▶ [Exercise goal]: Look through the lines below and copy each one that includes "ceiling".

▶ [Data extract]:
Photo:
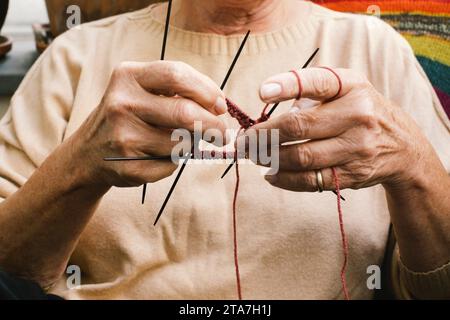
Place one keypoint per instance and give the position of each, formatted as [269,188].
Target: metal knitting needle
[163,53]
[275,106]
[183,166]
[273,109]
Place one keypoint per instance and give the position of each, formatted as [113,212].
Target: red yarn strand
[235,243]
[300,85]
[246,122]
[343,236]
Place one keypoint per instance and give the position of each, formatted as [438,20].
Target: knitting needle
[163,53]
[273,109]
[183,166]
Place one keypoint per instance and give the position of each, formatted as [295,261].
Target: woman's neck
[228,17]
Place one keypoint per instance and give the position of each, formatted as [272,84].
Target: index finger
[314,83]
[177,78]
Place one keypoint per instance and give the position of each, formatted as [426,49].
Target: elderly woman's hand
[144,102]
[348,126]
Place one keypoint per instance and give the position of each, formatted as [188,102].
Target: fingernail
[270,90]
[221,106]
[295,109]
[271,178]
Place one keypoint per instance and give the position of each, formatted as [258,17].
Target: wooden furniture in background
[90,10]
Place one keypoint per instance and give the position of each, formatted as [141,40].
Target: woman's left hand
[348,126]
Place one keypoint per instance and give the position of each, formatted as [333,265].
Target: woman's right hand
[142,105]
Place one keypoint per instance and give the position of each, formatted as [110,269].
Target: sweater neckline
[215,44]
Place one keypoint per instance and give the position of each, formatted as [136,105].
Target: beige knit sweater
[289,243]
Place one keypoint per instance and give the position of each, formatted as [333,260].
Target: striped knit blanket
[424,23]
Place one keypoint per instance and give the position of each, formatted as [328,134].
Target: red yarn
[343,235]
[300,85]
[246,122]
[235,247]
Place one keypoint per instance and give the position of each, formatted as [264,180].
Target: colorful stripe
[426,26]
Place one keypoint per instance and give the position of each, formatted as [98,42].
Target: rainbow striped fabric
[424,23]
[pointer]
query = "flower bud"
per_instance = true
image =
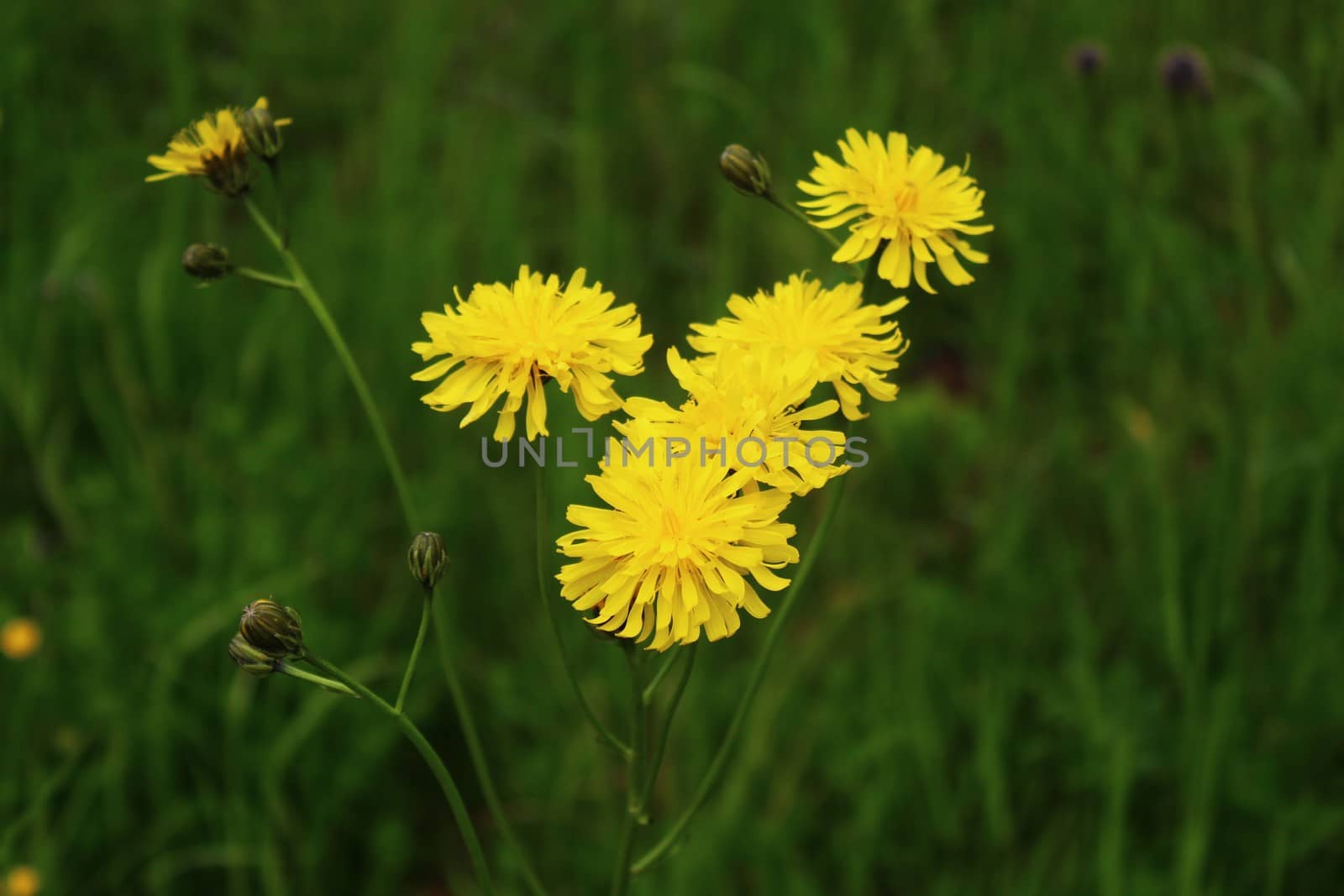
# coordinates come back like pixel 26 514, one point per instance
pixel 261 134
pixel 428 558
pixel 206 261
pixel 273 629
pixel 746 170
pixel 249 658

* * *

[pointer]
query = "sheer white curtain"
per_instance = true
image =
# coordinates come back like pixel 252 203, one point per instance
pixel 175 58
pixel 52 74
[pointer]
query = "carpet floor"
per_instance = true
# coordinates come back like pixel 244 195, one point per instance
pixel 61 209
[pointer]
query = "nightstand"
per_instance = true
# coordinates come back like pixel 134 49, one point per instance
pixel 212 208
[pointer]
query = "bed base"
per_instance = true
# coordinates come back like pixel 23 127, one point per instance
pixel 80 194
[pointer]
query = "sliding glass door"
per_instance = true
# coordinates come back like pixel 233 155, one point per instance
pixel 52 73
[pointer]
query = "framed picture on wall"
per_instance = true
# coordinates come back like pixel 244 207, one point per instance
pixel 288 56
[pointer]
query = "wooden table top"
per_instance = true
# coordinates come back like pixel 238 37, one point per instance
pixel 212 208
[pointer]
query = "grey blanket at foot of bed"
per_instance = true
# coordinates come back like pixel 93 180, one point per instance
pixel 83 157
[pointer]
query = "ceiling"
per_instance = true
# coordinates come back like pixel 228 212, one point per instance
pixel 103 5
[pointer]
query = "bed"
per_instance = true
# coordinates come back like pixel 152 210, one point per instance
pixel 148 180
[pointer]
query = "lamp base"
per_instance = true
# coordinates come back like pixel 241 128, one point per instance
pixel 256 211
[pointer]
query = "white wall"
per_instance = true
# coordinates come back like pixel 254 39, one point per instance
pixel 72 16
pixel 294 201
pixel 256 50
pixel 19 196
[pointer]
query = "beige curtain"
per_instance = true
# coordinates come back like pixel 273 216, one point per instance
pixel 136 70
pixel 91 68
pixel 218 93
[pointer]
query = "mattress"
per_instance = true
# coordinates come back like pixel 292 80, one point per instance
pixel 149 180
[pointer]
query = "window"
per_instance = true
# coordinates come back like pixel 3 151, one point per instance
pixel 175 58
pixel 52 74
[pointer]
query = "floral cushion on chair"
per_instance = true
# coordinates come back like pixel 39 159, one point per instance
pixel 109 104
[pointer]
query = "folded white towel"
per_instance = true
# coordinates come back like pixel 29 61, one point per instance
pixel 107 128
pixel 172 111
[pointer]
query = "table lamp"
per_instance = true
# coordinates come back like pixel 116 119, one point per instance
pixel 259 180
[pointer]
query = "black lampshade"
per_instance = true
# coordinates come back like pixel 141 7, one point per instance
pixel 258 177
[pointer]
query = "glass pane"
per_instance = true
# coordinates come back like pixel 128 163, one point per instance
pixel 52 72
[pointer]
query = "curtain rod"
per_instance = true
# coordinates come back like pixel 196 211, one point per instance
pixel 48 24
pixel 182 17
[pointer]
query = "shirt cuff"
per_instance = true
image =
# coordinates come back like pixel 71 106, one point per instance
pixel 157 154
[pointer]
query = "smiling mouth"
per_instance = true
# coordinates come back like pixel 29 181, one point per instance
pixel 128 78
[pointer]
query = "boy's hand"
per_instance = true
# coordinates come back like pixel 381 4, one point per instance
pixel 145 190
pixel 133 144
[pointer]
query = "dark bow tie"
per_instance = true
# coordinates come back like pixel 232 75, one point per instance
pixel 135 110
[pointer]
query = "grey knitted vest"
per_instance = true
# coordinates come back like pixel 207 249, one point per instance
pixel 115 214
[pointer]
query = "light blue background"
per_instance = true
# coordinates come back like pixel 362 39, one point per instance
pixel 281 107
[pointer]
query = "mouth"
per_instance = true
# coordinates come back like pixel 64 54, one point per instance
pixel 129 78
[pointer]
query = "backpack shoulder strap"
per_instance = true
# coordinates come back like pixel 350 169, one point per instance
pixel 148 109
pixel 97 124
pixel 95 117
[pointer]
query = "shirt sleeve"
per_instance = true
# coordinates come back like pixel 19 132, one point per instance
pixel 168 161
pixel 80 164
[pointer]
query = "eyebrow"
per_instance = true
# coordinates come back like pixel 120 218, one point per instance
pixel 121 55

...

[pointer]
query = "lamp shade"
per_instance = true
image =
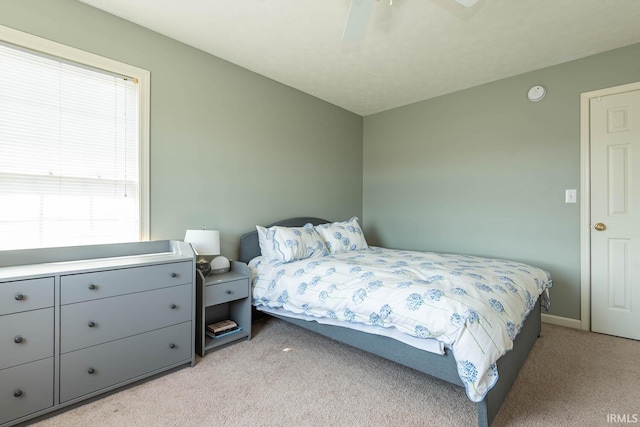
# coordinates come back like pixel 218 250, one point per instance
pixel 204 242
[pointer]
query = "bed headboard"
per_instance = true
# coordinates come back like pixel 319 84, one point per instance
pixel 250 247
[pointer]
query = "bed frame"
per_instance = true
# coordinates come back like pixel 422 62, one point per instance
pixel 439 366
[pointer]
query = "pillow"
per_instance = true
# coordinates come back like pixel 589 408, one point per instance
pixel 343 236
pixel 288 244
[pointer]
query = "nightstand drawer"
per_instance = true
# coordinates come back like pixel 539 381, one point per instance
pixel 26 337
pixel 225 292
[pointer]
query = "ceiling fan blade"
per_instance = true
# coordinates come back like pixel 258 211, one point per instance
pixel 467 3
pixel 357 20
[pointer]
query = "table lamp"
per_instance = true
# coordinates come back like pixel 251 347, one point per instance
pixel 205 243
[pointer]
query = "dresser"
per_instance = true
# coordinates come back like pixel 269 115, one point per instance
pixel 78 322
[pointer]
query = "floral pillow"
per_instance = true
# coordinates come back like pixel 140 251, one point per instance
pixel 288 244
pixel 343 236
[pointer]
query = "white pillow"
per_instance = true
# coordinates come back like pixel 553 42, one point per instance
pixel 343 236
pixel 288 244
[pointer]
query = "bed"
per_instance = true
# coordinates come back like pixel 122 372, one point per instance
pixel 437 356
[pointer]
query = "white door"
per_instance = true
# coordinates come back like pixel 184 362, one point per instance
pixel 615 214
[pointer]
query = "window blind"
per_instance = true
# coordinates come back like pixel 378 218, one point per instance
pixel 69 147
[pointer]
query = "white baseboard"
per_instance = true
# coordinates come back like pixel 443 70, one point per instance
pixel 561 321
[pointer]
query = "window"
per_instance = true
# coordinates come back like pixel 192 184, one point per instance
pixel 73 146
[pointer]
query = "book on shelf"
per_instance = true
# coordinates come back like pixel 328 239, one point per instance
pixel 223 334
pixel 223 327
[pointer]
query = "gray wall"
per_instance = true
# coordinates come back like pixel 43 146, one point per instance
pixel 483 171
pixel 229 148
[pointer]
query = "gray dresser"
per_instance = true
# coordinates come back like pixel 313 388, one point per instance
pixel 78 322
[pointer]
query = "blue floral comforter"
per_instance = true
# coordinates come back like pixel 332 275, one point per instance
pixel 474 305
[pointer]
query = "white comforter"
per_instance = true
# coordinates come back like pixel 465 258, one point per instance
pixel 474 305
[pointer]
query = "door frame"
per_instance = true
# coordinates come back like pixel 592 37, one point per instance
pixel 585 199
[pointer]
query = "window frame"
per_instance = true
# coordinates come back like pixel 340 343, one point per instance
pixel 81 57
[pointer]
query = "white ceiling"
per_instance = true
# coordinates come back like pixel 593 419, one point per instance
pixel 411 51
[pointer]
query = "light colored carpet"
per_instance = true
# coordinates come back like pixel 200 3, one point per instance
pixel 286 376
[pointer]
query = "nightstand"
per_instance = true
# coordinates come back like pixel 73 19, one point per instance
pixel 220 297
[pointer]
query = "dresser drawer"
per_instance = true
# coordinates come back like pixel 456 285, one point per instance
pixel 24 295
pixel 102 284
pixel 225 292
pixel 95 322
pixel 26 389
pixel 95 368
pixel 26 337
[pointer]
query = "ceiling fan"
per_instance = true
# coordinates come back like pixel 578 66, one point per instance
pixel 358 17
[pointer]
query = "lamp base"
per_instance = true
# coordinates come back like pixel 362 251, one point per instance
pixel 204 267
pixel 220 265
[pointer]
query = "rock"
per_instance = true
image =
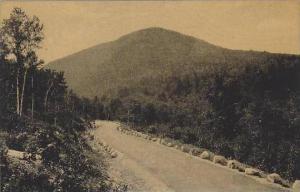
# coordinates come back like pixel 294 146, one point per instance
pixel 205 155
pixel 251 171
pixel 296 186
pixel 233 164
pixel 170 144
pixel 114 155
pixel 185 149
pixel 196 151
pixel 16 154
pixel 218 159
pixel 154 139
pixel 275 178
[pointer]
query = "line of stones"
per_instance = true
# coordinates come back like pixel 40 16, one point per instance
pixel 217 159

▶ [Exercise output]:
query = "ceiling"
query = "ceiling fan blade"
query = "white ceiling"
query = "ceiling fan"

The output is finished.